#### [TAREFA A REALIZAR]
Transcreva, do texto sobre o filme Bela vingança, o trecho que começa nas palavras "DANIEL SCHENKER rioshow@oglobo.com" e termina logo após "uma amiga, Nina.".

#### [TEXTO]
──────

DANIEL SCHENKER rioshow@oglobo.com

“Bela vingança” se apresenta como um filme sintonizado com os dias de hoje, no que diz respeito às crescentes e oportunas denúncias a violências sofridas pelas mulheres. A protagonista, Cassandra (uma expressiva Carey Mulligan), frequenta boates, nas quais finge estar alcoolizada para se vingar de homens que não hesitam em se aproveitar de mulheres em situação de vulnerabilidade. Essa prática é resultado de sua revolta com o estupro de uma amiga, Nina.

──────

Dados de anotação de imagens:
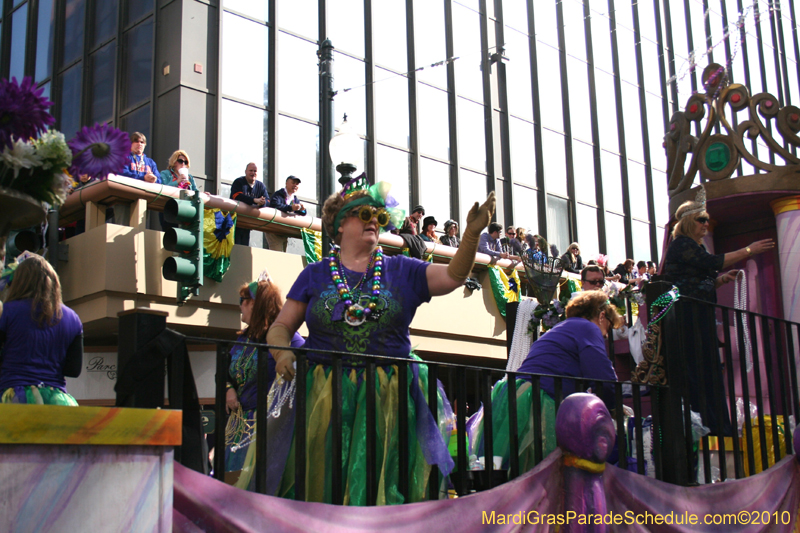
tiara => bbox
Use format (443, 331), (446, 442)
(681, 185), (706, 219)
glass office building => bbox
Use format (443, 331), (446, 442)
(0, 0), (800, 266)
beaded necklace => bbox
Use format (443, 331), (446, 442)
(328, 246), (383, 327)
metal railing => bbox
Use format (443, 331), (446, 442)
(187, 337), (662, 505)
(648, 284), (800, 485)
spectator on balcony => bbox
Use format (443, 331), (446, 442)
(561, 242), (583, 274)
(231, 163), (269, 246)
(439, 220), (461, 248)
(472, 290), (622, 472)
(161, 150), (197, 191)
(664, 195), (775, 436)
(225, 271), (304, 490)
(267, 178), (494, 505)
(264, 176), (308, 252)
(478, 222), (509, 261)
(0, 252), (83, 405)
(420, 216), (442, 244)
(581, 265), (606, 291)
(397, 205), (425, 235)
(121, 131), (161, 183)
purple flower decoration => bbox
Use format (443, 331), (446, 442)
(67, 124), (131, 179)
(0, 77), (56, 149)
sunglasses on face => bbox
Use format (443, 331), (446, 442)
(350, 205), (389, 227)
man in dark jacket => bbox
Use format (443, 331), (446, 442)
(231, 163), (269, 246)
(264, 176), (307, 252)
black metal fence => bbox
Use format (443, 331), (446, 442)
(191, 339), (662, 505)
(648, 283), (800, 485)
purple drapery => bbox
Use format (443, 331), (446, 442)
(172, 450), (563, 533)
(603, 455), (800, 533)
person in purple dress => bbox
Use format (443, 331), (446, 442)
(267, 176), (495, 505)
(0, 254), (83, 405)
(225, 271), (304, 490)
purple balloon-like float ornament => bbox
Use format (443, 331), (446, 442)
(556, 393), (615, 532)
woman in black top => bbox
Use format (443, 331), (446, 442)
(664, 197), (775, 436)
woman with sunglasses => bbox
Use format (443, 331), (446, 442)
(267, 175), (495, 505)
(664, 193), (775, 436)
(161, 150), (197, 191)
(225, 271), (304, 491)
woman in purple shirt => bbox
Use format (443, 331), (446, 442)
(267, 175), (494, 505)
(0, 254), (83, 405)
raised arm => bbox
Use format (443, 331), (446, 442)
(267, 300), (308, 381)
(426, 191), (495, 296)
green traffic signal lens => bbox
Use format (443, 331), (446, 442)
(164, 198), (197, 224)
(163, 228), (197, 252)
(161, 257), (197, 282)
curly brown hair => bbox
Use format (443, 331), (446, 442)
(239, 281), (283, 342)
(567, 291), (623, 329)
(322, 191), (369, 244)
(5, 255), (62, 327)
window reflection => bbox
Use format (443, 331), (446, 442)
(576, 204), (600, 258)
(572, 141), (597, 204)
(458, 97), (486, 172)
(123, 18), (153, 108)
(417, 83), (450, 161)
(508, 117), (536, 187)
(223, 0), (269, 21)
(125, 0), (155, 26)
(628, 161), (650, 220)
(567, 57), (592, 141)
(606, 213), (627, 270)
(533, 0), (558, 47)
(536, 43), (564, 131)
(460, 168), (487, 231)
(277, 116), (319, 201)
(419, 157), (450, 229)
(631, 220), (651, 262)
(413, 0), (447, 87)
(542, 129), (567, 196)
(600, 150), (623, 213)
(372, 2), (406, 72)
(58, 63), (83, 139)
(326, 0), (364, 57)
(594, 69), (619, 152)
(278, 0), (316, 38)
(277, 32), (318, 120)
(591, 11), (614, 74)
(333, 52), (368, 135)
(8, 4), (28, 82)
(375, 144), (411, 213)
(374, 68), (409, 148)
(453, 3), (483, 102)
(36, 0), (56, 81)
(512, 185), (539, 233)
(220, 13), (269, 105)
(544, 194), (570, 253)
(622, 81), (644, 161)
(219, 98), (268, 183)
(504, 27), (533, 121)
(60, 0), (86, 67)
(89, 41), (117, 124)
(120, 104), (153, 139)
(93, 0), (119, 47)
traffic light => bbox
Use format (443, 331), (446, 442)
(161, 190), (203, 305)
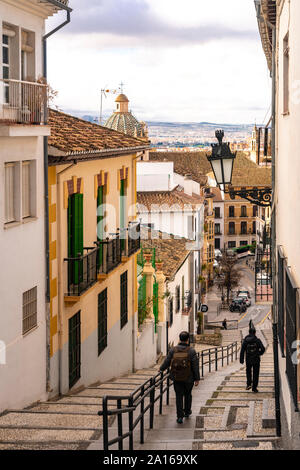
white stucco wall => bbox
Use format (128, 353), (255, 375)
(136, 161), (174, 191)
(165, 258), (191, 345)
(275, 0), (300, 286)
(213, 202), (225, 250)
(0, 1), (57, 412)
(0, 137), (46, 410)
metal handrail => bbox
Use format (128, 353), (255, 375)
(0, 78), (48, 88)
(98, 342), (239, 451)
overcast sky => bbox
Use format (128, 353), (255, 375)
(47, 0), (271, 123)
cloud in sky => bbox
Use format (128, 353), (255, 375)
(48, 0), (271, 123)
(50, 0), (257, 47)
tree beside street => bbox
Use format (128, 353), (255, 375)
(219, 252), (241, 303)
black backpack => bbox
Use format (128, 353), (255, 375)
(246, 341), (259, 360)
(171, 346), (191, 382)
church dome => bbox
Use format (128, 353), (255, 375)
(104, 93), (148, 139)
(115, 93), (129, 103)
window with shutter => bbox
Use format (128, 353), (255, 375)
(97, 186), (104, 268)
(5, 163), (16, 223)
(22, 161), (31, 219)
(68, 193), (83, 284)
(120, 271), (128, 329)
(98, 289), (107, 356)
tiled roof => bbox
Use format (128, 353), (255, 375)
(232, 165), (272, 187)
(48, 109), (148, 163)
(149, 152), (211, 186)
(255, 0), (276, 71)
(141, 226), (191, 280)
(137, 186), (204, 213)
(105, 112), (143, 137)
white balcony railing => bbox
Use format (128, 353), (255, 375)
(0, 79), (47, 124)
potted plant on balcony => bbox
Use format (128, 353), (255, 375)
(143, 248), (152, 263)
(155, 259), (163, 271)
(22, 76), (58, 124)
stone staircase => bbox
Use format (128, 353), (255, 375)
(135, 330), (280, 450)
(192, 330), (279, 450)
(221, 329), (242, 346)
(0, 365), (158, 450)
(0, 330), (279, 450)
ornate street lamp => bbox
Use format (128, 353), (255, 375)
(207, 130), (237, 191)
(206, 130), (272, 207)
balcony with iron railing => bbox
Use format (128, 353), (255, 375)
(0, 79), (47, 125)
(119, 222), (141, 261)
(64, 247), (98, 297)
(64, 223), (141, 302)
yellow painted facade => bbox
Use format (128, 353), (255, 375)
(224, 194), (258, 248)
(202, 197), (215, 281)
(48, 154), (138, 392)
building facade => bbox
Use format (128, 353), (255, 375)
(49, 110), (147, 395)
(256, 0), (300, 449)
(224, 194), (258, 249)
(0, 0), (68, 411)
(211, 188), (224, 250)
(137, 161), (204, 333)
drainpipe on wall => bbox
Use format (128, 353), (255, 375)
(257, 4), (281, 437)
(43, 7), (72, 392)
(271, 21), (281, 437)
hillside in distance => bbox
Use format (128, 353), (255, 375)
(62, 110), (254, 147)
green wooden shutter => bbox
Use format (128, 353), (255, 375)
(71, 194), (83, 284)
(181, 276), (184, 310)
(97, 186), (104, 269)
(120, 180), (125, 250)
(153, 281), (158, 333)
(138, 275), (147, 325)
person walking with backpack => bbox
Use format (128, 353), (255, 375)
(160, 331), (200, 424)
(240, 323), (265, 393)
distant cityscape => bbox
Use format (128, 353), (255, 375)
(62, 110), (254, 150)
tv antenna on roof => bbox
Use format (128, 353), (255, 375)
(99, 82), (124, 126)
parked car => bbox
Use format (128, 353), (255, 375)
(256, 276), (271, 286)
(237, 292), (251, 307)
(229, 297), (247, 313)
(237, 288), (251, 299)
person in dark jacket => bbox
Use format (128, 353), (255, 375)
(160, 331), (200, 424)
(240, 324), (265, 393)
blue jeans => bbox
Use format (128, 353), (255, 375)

──────

#### [SOLUÇÃO DO EXERCÍCIO]
DANIEL SCHENKER rioshow@oglobo.com

“Bela vingança” se apresenta como um filme sintonizado com os dias de hoje, no que diz respeito às crescentes e oportunas denúncias a violências sofridas pelas mulheres. A protagonista, Cassandra (uma expressiva Carey Mulligan), frequenta boates, nas quais finge estar alcoolizada para se vingar de homens que não hesitam em se aproveitar de mulheres em situação de vulnerabilidade. Essa prática é resultado de sua revolta com o estupro de uma amiga, Nina.